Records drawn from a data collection
>>

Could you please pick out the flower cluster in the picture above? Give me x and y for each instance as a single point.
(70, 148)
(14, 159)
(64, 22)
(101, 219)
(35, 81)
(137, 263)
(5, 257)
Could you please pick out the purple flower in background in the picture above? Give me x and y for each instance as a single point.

<<

What you should do
Retype each of the lines above verbatim, omitting nothing and altering nothing.

The result
Could you please pick out the flower cluster in the picture above? Give me x and y for each instance as a single point.
(70, 148)
(14, 159)
(64, 22)
(101, 219)
(35, 81)
(137, 263)
(5, 257)
Could you please pick out the purple flower in background in the picture above? Give me x and y for each instance as a single point.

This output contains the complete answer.